* Required work
1 - Answer these from the pandas notebook on the IMDB movie data, one line each:
(a) Which column does the notebook pass as index_col when it builds data_indexed?
(b) According to its note on data.head(), how many rows does that call show?
(c) What slice does the notebook give to iloc when it picks rows with chosen columns?
2 - Continue the pandas notebook on the IMDB movie data from its last line, carrying on with section 5 on conditional filtering.

* Extract provided
= = = =

In [None]:
#import nessessary libraries
import numpy as np 
import pandas as pd
import matplotlib.pyplot as plt

# 1. Read the data from .csv file

In [None]:
"""
- 1st way: data = pd.read_csv('path/to/your/file.csv')
- 2nd way: data_indexed = pd.read_csv('path/to/your/file.csv', index_col='column_name')
  The value in index_col must unique 
"""
dataset_path = 'IMDB-Movie-Data.csv'
data = pd.read_csv(dataset_path) # 1st way
data_indexed = pd.read_csv(dataset_path, index_col='Title') # 2nd way


# 2. View the data

In [None]:
"""
- data.head(): show the first 5 rows of the data
"""
data.head()

# 3. Understand some basic information about the data

In [None]:
data.info()

In [None]:
data.describe()

# 4. Data selection - Indexing and Slicing data

In [None]:
"""
From the data, we can extract any column to become a Series or Dataframe, depend on the way we extract it
"""

data['Genre'] # extract the Genre column to become a Series

In [None]:
data[['Genre']] # Extract the Genre column to become a Dataframe

In [None]:
"""
We can alse choose and extract multiple columns to become a Dataframe
"""

some_cols = data[['Title', 'Genre', 'Actors', 'Director', 'Rating']] # choose the column manually
print(some_cols)

In [None]:
data.iloc[10:15][['Title', 'Genre', 'Actors', 'Director', 'Rating']] # choose the column by index using iloc

# 5. Data selection - Based on Conditional filtering

In [None]:
"""

= = = =

* Data provided
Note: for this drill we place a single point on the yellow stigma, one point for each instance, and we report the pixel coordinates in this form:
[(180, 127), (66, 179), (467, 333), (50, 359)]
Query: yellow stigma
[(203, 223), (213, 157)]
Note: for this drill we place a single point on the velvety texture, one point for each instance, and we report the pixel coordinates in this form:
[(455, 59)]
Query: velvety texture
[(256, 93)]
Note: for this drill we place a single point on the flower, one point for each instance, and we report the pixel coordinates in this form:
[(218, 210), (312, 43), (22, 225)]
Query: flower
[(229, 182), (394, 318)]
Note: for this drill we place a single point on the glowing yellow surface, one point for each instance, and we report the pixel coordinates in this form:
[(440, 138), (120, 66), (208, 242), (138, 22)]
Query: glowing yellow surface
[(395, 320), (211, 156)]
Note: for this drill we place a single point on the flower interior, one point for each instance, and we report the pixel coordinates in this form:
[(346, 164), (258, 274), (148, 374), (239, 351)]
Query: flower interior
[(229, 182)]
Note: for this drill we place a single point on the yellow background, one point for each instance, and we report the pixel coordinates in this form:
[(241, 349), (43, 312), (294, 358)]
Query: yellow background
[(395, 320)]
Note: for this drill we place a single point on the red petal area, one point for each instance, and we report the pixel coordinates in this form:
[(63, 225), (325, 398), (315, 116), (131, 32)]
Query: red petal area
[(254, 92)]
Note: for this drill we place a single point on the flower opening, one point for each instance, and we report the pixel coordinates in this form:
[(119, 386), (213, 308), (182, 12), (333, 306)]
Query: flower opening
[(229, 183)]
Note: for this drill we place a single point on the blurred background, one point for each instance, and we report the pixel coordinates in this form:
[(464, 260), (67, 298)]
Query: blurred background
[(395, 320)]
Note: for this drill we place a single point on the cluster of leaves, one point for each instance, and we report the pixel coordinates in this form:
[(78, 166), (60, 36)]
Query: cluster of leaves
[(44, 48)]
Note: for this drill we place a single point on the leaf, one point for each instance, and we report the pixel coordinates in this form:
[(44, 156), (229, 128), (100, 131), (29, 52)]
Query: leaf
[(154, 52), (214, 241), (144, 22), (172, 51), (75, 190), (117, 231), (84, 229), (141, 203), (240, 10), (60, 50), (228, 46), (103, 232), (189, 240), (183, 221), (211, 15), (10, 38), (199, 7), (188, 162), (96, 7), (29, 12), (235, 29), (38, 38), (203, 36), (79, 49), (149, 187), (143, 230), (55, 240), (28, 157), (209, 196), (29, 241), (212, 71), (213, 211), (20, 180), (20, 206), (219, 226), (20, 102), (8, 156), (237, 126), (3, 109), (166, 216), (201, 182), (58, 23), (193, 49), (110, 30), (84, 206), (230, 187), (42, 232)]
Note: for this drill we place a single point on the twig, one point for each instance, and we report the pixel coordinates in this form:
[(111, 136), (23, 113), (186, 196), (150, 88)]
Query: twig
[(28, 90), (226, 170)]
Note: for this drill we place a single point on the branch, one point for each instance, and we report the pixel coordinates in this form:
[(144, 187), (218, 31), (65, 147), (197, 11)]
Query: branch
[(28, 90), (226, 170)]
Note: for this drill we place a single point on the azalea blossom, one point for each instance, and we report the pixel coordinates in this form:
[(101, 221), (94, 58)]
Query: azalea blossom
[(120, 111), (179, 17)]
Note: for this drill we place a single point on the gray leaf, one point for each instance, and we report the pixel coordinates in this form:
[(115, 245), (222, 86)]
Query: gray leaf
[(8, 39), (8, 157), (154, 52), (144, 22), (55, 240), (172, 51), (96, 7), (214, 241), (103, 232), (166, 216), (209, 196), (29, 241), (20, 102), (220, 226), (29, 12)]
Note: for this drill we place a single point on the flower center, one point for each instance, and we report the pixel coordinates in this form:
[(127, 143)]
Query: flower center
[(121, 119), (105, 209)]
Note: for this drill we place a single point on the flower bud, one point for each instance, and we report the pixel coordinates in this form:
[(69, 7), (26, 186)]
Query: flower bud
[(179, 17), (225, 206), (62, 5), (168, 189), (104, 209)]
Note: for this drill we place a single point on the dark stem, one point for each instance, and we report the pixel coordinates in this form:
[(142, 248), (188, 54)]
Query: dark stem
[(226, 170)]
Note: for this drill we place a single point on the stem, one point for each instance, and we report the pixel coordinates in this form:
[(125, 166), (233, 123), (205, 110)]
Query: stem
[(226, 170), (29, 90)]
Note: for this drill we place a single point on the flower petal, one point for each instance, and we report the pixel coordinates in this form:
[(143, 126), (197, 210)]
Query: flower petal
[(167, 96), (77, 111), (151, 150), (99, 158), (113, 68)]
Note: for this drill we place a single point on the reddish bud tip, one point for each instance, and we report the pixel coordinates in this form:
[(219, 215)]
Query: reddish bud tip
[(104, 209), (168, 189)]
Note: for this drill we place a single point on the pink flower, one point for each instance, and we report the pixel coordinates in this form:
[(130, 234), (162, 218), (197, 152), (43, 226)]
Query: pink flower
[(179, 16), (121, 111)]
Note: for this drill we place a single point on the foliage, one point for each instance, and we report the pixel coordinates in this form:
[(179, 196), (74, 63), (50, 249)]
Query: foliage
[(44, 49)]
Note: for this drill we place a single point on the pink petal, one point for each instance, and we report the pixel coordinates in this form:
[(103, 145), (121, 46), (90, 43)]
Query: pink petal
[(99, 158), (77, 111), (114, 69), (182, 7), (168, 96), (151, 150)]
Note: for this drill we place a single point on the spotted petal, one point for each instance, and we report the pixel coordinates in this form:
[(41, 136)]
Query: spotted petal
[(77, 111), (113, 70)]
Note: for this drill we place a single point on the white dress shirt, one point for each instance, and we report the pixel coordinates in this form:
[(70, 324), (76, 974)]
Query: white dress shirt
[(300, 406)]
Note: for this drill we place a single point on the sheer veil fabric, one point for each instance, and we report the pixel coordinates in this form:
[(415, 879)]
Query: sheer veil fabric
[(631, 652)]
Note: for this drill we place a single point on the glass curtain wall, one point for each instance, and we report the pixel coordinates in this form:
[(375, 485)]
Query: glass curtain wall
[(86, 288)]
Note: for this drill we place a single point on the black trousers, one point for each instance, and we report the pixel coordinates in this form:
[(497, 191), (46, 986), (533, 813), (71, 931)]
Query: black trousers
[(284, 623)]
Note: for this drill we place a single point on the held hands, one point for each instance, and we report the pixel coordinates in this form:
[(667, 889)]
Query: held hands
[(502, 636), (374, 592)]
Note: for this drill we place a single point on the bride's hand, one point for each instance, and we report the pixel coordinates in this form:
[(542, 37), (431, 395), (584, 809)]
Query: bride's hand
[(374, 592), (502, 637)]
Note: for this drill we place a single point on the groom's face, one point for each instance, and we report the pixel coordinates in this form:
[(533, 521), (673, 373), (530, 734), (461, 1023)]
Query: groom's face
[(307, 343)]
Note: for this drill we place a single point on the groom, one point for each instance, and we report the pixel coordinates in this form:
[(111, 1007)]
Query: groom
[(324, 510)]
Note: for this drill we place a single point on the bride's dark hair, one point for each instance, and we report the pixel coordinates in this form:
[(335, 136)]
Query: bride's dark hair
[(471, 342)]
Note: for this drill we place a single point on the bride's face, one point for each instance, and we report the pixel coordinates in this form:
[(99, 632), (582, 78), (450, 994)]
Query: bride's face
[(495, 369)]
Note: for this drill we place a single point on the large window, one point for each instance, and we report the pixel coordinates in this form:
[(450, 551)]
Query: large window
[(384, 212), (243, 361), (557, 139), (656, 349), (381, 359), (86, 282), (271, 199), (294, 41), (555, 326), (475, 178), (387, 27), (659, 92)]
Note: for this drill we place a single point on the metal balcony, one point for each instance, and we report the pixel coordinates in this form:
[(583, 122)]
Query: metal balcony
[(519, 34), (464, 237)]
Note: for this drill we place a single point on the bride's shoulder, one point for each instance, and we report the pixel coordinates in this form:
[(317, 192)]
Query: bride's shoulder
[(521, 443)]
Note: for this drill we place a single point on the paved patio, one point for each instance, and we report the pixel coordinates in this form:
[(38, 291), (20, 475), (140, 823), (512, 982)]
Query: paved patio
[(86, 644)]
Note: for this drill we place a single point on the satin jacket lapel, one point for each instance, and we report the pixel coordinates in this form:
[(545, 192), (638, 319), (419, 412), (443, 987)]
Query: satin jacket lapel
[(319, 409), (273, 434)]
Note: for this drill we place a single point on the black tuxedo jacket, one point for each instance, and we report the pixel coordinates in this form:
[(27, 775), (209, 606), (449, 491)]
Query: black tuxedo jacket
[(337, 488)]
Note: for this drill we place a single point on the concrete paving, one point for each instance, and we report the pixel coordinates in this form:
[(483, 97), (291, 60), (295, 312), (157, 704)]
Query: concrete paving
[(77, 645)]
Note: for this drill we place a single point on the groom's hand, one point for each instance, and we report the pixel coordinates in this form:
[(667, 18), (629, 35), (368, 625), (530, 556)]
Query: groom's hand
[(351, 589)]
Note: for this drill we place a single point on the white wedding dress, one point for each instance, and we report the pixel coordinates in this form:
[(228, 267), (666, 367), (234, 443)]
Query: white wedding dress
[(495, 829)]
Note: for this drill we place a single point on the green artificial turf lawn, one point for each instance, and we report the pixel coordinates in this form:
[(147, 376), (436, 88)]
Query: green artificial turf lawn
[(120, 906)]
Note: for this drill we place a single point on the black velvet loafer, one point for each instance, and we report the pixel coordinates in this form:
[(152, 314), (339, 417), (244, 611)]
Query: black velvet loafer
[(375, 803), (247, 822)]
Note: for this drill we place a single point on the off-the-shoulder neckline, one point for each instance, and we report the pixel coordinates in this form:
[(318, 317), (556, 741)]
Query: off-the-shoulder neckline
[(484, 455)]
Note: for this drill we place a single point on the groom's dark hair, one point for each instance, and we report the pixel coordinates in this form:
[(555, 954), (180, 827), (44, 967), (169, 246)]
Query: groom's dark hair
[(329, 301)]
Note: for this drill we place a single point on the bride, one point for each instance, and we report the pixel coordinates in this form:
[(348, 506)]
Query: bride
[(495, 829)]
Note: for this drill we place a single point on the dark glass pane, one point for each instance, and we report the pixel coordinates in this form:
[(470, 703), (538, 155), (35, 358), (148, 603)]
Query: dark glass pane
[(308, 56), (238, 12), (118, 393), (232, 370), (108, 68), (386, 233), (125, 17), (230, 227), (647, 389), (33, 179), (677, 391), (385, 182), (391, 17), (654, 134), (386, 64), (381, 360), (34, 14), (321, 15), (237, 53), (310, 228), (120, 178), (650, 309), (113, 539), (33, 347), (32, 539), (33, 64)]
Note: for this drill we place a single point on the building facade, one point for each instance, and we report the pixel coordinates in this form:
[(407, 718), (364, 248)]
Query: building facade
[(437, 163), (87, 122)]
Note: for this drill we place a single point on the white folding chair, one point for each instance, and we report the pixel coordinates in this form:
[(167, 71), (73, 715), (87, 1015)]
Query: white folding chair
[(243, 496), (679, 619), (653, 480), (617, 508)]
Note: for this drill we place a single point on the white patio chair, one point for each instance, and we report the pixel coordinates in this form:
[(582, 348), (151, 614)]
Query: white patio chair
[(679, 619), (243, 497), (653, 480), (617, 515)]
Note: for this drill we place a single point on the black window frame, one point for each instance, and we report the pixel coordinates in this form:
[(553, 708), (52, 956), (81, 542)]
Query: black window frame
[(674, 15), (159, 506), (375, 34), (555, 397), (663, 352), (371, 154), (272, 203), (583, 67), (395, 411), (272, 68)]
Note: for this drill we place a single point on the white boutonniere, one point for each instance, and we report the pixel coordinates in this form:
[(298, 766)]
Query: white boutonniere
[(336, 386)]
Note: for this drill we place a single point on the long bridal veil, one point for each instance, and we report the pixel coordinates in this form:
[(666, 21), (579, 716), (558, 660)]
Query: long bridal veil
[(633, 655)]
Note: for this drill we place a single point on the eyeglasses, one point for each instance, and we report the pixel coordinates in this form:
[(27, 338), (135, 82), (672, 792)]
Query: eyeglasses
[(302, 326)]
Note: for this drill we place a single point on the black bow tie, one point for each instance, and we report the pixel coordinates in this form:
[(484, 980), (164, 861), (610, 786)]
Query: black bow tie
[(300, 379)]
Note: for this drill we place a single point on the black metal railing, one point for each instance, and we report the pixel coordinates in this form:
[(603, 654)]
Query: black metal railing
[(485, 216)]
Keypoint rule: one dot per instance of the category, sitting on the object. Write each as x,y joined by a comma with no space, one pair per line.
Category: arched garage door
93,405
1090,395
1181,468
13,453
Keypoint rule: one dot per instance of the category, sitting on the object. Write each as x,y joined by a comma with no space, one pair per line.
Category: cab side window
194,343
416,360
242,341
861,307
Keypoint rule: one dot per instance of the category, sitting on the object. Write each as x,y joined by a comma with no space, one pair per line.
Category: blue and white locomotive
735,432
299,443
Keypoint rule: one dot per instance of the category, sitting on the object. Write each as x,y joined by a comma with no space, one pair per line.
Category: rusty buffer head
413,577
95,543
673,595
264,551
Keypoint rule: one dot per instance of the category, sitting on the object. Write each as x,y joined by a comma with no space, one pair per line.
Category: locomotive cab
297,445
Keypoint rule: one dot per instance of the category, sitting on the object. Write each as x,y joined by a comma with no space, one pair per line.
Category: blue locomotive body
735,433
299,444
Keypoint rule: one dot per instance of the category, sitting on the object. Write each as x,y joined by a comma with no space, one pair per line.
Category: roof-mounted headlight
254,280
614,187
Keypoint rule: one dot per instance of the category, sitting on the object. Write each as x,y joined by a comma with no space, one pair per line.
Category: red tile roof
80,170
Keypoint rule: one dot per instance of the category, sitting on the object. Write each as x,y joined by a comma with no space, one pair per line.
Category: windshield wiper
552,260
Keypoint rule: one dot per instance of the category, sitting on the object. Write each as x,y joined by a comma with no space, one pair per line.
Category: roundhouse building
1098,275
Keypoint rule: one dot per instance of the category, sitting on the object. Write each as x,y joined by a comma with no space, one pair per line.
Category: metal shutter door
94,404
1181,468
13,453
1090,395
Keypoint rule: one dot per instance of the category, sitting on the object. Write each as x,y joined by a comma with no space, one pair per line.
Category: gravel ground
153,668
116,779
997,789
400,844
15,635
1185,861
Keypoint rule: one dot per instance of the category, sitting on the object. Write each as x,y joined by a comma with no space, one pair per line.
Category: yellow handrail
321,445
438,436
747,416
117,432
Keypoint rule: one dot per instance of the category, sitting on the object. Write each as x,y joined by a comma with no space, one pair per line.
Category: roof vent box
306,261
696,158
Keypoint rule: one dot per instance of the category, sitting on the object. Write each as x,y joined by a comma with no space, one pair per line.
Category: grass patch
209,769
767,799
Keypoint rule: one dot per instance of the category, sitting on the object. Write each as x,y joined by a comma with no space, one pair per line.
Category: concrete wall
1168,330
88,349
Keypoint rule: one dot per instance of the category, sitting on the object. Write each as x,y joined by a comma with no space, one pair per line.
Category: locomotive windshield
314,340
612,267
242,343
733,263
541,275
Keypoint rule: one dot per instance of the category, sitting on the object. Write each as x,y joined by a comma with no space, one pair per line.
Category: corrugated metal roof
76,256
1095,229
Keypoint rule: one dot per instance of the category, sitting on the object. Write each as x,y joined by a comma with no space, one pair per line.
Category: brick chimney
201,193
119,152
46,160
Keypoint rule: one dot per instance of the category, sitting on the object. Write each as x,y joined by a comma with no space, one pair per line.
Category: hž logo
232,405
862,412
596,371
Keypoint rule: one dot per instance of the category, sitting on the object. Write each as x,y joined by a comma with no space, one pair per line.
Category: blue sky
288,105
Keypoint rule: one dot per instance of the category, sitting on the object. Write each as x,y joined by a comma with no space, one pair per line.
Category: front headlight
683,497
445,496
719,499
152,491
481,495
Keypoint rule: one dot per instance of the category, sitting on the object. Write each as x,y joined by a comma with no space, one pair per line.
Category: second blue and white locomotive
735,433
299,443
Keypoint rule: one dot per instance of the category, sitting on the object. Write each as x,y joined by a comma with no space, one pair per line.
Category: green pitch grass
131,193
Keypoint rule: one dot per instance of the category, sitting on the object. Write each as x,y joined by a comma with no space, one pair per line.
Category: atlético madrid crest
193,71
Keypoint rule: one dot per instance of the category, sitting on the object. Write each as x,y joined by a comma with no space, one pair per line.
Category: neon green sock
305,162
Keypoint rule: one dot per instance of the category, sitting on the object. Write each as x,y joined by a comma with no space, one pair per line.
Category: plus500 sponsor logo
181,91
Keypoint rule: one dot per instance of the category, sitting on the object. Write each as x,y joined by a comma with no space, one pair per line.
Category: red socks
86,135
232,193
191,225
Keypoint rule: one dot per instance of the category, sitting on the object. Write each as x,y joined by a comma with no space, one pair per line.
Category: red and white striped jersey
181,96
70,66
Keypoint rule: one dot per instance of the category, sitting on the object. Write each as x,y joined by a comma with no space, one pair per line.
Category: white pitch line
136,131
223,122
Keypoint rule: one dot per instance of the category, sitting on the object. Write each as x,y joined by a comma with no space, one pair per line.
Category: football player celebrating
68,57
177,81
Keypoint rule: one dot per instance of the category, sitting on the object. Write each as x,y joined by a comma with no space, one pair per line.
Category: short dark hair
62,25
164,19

= = = =

* Responses in order
1 -
(a) 'Title'
(b) The first 5 rows
(c) 10:15

2 -
Take movies from 2010 to 2015 with rating < 6.0 & revenue > 95% of the data
"""

data[(data['Year'] >= 2010) & (data['Year'] <= 2015) & (data['Rating'] < 6.0) & (data['Revenue (Millions)'] > data['Revenue (Millions)'].quantile(0.95))]

# 6. Groupby Opearations

In [None]:
"""
We can group the data based on one or many columns
"""

data.groupby('Director')[['Rating']].mean().head() # group the data by Director and calculate the mean of Rating

# 7. Sorting Operations

In [None]:
"""
We can sort the data decending/ascending order based on one or many columns
"""

data.groupby('Director')[['Rating']].mean().sort_values(['Rating'], ascending=False).head() # sort the data by Rating

# 8. Missing value

In [None]:
"""
In the data, missing value is a common problem, we must handle it before processing the data
"""

data.isnull().sum() # check the missing value in the data in each columns

In [None]:
"""
1. Delete the column
- Delete entired column if it have too much missing value
- Add the paprameter inplace=True to apply the change to the original data
- axis=1: delete the column
- data.dropna(): delete the row
"""

data.drop('Metascore', axis=1).head()

In [None]:
"""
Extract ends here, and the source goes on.